Exercise description - Retype the material from its first line through the line containing "92), (159, 88)]", keeping every character unchanged.

%%

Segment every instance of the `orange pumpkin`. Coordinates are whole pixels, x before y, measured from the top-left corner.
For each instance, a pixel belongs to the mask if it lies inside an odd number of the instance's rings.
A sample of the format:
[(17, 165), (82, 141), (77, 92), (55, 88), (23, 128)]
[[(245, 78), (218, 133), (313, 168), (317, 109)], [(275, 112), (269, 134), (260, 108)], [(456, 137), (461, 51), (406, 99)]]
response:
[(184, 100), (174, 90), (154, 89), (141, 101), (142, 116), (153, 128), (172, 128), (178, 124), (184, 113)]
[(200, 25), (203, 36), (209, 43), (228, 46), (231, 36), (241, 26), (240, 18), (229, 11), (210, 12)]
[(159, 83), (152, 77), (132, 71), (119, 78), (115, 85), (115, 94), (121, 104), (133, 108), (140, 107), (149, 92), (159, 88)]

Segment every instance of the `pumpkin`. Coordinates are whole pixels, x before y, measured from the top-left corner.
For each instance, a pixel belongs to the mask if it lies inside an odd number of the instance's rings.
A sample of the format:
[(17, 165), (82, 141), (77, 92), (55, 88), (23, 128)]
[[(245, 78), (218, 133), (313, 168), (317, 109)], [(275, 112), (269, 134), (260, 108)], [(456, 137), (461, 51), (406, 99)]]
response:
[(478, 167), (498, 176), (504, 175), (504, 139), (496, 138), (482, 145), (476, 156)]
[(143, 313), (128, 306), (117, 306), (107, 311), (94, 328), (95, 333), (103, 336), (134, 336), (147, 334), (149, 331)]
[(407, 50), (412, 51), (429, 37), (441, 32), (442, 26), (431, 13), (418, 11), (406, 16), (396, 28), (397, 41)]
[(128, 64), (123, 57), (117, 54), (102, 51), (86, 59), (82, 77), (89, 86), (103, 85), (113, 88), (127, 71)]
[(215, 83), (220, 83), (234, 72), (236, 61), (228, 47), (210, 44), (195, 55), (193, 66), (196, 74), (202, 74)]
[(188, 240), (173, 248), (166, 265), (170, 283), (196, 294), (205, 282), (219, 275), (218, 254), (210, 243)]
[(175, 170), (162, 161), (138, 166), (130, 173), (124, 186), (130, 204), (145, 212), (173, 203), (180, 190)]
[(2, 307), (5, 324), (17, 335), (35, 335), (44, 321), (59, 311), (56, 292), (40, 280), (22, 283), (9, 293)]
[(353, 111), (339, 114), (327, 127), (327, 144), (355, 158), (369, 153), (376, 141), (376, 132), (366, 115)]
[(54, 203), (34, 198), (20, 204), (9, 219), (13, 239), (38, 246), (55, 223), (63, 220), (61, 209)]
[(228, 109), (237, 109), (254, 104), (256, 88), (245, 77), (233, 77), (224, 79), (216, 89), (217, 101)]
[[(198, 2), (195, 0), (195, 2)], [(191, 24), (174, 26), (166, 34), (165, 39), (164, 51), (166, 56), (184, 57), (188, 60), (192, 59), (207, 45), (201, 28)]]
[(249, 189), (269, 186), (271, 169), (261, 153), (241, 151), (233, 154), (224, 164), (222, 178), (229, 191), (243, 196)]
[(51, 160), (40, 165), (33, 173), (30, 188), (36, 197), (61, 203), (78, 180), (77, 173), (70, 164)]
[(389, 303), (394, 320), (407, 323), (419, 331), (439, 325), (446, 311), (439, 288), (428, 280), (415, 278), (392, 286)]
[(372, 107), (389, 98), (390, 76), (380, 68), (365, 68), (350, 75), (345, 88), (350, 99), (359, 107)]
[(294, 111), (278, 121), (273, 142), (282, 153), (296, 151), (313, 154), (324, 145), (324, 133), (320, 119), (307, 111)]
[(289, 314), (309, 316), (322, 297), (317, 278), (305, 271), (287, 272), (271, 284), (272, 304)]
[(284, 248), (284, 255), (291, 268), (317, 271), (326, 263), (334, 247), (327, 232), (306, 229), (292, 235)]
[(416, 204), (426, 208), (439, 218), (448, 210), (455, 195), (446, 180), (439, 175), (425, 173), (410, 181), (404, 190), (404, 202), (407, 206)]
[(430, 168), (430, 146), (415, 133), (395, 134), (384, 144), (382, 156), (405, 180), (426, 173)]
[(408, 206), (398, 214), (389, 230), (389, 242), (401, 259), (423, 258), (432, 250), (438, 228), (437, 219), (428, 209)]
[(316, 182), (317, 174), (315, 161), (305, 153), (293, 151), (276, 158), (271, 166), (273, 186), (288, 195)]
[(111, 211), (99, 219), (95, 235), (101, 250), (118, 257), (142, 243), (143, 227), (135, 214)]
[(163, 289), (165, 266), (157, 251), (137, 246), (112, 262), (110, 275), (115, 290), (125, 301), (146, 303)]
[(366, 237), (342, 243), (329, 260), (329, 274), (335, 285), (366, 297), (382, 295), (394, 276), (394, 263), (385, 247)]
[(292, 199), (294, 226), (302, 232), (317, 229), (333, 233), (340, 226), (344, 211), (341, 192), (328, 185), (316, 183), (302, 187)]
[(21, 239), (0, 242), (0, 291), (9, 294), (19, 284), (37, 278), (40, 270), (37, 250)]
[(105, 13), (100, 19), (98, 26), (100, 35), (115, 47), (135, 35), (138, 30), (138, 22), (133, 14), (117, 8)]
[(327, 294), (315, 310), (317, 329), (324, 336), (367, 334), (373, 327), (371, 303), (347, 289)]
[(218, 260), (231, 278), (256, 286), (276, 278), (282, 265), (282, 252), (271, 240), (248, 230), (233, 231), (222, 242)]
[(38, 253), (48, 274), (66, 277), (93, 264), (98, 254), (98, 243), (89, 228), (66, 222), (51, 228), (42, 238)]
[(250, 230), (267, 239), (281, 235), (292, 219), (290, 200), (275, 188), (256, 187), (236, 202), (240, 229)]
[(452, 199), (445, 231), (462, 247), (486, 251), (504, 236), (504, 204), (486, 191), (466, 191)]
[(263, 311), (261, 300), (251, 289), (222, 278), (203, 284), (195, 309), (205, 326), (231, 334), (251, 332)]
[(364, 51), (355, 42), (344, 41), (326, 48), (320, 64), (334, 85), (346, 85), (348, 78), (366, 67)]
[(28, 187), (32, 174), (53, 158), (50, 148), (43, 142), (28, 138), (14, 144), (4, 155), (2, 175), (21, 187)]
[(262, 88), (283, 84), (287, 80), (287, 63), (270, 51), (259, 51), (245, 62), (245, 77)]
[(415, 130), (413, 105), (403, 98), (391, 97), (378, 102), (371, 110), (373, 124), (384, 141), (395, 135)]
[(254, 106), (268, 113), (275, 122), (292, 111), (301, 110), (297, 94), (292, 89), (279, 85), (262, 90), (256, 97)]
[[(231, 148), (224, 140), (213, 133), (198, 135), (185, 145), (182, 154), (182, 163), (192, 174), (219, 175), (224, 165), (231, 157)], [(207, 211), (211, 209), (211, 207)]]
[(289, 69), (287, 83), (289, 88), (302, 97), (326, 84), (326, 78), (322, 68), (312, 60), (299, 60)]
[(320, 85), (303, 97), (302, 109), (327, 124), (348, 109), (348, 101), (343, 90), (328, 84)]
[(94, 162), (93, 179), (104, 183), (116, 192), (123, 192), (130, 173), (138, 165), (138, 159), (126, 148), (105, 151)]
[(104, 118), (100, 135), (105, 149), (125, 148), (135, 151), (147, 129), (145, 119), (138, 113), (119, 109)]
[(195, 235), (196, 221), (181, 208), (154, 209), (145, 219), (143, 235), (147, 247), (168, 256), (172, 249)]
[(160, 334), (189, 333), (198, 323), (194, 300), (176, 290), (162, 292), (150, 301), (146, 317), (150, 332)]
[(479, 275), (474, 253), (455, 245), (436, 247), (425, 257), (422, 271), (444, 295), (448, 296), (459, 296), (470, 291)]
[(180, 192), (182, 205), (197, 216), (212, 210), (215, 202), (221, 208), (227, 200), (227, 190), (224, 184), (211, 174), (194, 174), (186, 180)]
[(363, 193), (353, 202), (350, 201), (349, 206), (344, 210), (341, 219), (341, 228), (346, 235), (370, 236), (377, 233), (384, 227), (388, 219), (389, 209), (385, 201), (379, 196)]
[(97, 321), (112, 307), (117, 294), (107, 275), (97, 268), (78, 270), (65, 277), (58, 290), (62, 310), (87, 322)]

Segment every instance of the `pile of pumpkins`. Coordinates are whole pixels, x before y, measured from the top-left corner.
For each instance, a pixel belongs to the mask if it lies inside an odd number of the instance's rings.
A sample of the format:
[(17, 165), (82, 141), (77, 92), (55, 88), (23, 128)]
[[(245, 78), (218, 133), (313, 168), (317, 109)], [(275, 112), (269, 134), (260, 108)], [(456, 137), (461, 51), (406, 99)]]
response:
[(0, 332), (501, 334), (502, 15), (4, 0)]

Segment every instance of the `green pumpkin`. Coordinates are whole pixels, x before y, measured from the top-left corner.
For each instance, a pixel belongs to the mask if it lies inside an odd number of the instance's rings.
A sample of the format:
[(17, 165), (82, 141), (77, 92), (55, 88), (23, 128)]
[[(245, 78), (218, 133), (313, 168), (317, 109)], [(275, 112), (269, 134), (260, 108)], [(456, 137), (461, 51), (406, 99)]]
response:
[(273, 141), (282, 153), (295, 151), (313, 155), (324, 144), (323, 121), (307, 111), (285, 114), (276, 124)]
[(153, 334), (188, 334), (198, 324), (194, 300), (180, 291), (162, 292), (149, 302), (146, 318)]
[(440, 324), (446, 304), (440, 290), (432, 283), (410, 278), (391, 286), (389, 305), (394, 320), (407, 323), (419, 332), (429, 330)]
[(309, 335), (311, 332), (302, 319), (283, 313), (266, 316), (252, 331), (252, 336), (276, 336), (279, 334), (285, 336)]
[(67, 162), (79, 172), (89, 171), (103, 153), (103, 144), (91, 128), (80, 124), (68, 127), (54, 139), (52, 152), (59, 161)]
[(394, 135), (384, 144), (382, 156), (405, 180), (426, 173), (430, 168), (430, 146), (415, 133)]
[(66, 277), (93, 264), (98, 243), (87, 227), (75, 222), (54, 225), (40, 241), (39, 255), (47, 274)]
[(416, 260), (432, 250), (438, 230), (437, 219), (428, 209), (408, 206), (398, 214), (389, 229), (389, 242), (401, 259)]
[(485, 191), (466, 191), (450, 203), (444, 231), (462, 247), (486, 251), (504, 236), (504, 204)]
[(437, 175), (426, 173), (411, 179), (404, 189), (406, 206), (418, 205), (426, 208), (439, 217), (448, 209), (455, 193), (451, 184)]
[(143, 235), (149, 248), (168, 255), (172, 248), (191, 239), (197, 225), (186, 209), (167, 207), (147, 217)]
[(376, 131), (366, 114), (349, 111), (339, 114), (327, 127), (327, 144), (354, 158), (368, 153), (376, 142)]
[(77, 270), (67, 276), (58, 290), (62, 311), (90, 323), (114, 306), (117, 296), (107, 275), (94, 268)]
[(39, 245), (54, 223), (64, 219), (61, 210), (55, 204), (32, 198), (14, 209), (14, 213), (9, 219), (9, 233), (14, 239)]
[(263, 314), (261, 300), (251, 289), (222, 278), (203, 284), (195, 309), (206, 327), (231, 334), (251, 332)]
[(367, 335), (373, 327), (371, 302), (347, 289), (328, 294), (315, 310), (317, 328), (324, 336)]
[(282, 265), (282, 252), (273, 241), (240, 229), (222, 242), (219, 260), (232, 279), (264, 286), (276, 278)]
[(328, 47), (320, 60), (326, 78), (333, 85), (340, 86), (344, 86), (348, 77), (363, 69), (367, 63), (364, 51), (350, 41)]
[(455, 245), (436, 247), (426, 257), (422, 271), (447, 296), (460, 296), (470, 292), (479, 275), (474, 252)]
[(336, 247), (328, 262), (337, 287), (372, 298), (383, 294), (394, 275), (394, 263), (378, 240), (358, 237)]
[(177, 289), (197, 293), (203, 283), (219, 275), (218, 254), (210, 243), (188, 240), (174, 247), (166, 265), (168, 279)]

%%

Full output -
Segment every instance of the `orange pumpkin`. Coordinates are whole pixels, x before y, measured from the top-left corner.
For each instance, a pixel belongs to the mask if it lies inside an odd number of the instance's rings.
A sample of the format:
[(17, 165), (82, 141), (77, 92), (55, 88), (23, 128)]
[[(245, 78), (218, 133), (313, 168), (317, 109)], [(275, 112), (269, 134), (260, 108)], [(456, 137), (461, 51), (406, 99)]]
response:
[(184, 100), (174, 90), (154, 89), (141, 101), (142, 116), (153, 128), (172, 128), (178, 124), (184, 113)]
[(200, 25), (203, 36), (209, 43), (228, 46), (231, 36), (241, 26), (240, 18), (229, 11), (210, 12)]
[(159, 83), (152, 77), (132, 71), (119, 78), (115, 85), (115, 94), (121, 104), (133, 108), (140, 107), (149, 92), (159, 88)]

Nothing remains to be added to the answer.